* [Exercise details]: Copy out exactly the lines that begin with the one containing "of the seated" and continue until the last line of the material.

* [Records for this task]:
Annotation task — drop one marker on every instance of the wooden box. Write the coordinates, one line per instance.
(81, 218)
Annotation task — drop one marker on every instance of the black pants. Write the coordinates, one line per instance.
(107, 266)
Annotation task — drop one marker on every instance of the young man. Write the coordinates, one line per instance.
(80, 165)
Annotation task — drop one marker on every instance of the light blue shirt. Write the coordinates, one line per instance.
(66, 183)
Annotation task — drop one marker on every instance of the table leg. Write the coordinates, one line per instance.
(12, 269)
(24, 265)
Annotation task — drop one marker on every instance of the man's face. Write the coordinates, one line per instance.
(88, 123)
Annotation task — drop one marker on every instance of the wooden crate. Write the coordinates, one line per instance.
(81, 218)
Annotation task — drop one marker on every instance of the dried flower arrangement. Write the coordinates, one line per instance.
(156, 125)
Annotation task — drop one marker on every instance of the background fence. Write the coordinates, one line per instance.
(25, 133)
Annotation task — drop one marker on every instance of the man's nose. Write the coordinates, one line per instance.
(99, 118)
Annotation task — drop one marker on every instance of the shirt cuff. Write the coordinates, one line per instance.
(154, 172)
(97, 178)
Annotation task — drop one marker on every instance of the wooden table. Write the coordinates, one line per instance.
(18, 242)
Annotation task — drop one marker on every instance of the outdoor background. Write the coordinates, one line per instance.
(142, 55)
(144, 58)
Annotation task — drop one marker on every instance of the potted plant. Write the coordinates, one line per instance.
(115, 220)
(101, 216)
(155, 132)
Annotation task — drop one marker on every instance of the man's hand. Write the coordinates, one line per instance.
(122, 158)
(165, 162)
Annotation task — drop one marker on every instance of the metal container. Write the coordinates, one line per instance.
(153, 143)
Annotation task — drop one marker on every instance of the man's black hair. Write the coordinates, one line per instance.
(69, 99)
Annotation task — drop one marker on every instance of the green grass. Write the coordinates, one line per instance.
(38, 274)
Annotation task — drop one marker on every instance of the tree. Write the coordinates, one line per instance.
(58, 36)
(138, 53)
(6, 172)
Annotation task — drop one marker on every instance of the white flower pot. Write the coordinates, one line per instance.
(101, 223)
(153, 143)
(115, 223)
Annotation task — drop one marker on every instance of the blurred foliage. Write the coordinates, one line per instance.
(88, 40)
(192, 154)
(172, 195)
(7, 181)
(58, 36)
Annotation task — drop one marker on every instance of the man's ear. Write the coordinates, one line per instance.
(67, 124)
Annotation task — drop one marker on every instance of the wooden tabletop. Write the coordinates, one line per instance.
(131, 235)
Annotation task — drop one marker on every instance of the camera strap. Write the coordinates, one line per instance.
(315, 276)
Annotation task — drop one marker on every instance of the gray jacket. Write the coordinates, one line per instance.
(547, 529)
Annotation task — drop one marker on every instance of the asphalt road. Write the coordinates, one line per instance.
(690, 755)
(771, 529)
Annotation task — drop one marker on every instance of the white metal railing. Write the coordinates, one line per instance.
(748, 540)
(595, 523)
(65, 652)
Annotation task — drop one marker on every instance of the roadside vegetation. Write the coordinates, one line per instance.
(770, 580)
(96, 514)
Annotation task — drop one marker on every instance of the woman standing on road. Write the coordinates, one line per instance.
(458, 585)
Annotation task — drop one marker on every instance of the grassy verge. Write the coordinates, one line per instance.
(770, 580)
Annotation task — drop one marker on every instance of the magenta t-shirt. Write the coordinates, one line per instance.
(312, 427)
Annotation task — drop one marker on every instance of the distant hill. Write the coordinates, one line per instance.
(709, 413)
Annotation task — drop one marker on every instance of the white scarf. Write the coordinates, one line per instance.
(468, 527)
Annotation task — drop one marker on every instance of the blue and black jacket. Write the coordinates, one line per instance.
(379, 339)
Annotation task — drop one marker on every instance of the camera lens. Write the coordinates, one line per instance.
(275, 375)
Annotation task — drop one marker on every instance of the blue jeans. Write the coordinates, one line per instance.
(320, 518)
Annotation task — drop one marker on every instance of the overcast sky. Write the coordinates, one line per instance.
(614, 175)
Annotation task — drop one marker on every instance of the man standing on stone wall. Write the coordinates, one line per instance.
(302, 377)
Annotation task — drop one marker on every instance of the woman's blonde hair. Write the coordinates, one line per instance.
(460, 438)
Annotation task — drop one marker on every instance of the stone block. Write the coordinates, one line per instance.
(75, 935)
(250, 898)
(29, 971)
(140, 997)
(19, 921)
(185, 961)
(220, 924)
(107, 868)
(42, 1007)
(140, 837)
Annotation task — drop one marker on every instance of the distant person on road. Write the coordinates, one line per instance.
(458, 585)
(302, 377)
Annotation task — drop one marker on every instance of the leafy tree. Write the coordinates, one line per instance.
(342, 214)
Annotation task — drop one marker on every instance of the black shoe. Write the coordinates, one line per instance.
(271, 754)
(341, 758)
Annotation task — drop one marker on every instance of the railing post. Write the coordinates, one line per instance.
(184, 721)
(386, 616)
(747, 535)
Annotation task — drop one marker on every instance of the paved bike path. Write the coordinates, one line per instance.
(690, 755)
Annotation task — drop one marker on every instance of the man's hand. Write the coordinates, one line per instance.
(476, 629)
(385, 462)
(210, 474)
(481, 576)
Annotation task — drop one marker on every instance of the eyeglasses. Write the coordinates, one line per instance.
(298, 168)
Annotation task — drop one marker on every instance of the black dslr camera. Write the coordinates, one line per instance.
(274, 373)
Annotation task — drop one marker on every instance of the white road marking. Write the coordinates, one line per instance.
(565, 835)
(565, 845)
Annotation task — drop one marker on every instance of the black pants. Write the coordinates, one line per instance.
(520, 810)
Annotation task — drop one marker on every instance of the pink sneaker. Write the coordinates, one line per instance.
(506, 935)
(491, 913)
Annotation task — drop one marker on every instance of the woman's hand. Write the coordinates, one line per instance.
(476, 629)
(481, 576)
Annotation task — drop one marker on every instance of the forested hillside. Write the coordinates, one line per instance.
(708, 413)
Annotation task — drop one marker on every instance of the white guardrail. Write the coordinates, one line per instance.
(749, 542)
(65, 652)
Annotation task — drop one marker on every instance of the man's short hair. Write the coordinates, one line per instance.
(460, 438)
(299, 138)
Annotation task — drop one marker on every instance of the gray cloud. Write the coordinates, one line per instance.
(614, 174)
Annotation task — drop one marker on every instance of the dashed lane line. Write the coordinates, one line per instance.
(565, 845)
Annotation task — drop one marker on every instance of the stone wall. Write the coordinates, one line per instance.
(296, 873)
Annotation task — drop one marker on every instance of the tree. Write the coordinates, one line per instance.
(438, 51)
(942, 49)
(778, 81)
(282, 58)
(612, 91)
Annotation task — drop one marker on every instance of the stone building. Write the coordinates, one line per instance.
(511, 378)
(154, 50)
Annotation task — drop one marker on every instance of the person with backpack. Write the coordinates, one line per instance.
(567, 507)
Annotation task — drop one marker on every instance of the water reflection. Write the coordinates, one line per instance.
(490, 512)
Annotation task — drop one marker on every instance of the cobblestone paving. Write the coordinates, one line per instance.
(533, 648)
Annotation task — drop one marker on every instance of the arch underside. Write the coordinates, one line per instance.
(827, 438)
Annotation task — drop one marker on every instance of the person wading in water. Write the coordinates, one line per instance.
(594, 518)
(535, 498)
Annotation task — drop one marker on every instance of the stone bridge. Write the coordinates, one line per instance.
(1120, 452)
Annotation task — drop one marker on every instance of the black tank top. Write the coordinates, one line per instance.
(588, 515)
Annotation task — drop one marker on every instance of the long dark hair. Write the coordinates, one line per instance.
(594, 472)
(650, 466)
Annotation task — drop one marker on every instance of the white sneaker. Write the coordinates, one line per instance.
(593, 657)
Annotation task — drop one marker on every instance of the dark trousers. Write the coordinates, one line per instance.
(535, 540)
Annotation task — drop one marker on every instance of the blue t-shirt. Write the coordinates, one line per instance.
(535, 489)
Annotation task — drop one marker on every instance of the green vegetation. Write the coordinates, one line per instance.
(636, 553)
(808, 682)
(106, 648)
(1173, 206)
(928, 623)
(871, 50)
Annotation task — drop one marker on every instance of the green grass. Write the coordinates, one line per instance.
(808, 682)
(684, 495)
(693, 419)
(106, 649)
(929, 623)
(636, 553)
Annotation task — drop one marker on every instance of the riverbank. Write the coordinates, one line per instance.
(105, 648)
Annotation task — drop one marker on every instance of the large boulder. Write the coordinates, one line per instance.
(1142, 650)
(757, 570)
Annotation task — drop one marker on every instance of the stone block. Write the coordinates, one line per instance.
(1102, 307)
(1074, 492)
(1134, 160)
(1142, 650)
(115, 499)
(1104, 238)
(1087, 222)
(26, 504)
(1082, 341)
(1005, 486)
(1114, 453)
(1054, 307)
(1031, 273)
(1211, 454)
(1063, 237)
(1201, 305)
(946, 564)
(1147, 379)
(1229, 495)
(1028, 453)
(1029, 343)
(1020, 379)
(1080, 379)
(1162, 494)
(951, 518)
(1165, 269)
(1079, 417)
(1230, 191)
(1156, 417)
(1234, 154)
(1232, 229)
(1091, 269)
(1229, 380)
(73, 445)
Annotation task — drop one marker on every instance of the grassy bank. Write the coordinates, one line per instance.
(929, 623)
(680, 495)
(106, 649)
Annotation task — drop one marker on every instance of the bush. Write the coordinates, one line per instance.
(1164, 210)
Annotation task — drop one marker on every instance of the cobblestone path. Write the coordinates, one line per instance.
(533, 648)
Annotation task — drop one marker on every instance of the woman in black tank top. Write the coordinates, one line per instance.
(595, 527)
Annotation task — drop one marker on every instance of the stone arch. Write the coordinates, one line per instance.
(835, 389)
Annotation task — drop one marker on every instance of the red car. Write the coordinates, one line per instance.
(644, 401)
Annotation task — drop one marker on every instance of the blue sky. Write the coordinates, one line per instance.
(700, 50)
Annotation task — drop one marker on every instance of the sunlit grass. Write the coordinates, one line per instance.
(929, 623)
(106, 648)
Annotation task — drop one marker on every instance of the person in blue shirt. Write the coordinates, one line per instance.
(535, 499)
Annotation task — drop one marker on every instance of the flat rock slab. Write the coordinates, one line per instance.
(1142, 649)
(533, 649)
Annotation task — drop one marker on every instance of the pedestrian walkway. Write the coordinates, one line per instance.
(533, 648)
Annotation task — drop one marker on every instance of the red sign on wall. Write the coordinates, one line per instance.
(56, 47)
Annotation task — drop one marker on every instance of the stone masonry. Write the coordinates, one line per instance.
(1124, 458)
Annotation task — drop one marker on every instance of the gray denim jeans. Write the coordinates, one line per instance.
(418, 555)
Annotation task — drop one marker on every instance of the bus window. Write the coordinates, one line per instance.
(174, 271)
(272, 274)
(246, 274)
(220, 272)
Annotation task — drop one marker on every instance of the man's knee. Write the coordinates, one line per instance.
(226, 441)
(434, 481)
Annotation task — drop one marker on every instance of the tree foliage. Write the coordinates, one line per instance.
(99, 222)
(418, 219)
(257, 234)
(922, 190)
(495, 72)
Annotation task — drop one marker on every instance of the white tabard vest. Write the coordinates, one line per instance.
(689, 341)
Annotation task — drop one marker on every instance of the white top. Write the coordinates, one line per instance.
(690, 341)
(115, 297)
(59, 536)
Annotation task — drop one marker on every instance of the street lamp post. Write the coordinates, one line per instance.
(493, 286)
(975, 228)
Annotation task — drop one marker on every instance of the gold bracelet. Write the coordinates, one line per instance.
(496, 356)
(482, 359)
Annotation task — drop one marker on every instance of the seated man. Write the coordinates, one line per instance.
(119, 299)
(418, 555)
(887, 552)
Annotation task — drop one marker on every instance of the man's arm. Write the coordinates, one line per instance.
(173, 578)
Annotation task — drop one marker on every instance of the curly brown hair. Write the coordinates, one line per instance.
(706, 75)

* [Response area]:
Annotation task — drop one marker on every instance of the seated man. Write the coordinates, one line per instance.
(119, 299)
(418, 555)
(887, 552)
Annotation task — drop one marker on every instance of the man's arm. Write the coordinates, one line per instance.
(173, 578)
Annotation task — drop one marker on every instance of the curly brown hair. Write the coordinates, one line per instance.
(706, 75)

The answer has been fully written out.